Only the lines from the one containing "The component shall provide one point per instance of the blue" through the last line of the data are to be written out, exactly and in full.

(Natural language region descriptions)
╭──
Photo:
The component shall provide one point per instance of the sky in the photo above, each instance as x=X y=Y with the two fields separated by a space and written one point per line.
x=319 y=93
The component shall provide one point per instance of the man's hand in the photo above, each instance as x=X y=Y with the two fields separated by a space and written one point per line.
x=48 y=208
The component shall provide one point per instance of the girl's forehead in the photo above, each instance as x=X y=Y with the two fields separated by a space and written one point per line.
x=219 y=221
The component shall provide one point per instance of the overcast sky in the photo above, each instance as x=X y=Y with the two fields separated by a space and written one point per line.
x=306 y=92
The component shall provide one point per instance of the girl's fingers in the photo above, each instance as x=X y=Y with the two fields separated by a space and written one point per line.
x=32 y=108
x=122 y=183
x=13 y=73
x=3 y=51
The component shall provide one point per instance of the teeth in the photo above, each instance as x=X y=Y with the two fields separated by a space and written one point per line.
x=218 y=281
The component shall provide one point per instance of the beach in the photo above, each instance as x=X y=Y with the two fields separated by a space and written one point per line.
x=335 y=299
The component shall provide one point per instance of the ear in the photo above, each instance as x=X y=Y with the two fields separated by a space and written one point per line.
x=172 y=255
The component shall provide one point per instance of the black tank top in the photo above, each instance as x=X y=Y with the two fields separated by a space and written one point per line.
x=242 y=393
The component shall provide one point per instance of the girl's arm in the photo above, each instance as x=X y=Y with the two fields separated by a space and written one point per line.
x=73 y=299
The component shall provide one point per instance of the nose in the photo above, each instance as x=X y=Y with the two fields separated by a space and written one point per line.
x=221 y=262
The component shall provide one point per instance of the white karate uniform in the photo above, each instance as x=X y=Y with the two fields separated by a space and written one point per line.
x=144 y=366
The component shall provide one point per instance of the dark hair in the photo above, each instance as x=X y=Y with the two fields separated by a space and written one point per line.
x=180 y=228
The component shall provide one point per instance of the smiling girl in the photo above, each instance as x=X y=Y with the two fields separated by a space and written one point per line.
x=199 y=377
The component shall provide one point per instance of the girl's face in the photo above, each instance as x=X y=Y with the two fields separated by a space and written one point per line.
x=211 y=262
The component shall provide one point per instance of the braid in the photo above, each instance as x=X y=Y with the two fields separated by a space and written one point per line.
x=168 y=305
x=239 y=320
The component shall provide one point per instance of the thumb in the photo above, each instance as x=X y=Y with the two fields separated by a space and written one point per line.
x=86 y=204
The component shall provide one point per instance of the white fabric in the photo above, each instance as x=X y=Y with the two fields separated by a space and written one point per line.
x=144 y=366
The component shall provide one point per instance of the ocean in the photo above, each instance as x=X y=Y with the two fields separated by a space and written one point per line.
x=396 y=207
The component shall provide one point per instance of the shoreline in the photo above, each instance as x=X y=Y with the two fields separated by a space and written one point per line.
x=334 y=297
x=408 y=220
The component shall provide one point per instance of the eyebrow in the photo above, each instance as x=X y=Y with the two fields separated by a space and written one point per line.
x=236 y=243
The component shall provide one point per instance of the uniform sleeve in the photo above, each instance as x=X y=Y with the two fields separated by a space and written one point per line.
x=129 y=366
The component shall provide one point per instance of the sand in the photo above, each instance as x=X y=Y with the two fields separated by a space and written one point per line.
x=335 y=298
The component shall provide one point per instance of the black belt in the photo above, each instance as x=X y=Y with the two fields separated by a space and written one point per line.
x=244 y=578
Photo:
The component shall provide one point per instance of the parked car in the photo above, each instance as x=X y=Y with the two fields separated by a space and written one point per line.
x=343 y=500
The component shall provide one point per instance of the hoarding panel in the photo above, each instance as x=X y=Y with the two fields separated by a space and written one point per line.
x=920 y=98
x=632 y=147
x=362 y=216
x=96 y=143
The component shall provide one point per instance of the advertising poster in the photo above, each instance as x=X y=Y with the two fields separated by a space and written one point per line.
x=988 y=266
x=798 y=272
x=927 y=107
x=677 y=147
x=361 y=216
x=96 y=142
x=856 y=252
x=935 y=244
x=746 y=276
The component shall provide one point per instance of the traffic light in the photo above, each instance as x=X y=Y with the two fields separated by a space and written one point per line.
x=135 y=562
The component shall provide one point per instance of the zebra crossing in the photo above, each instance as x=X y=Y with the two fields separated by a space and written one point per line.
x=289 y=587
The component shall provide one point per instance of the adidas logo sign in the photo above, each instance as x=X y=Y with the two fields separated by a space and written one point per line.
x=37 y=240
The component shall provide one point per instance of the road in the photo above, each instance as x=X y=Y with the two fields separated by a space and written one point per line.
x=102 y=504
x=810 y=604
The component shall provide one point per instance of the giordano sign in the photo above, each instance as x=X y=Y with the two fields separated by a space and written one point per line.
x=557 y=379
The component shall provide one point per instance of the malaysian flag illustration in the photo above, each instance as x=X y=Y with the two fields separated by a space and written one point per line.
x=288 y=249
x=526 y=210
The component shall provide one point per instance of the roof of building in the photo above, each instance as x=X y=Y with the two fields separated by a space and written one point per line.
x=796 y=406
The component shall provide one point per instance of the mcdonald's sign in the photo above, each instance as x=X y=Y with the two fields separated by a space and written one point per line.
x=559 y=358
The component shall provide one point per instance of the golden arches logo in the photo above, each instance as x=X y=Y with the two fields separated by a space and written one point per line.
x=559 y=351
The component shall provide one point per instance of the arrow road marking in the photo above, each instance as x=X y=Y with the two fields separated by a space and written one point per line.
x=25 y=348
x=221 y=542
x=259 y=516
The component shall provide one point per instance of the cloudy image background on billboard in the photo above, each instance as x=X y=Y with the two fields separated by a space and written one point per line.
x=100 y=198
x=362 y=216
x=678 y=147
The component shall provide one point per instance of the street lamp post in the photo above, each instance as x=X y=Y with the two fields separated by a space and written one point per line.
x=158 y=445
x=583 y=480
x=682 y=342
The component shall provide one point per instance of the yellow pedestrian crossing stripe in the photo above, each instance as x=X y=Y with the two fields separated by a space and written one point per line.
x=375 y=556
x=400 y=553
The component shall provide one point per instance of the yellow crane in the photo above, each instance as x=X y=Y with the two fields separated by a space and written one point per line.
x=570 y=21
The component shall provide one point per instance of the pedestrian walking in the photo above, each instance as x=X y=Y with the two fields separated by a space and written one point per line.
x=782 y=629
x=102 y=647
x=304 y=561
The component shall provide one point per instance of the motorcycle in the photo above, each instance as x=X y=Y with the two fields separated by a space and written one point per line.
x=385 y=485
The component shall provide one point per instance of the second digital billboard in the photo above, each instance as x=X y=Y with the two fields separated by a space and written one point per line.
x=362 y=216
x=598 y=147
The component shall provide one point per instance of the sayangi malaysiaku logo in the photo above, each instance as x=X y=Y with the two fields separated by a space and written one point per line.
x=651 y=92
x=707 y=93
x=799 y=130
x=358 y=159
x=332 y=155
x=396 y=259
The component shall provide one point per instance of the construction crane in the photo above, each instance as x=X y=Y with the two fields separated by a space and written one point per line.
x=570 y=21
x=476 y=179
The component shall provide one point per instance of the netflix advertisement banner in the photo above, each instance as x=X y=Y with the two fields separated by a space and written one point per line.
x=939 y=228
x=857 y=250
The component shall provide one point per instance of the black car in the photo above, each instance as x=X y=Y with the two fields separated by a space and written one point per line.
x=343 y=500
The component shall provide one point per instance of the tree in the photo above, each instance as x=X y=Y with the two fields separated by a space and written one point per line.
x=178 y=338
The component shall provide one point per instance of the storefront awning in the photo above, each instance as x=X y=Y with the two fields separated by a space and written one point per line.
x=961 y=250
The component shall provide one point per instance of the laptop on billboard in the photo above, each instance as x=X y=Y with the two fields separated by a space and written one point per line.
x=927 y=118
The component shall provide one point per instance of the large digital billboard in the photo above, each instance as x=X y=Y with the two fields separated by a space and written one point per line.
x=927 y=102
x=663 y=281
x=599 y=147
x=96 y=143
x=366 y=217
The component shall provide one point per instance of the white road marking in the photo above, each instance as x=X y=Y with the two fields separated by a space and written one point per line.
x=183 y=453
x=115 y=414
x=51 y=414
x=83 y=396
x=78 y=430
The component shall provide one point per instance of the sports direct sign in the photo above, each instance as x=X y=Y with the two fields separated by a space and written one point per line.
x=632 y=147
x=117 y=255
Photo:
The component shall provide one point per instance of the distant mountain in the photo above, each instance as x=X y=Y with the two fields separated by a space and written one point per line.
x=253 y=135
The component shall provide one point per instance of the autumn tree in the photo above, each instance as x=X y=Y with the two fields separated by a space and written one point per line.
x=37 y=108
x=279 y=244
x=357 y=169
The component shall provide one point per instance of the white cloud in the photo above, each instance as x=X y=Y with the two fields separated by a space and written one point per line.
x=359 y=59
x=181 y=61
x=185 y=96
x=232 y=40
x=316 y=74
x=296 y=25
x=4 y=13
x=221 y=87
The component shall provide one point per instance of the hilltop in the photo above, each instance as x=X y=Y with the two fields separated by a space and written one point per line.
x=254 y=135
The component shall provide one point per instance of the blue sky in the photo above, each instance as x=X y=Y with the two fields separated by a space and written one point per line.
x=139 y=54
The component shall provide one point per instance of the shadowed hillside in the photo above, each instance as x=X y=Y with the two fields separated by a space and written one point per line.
╰──
> _Task result_
The component shall provide one point per instance of the blue sky in the photo above, each instance as x=X y=Y with the two fields separated by a space and written one point per line.
x=139 y=54
The component shall provide one point per instance of the shadowed hillside in the photo above, each instance as x=X y=Y with the two fields separated by a space and written one point per line.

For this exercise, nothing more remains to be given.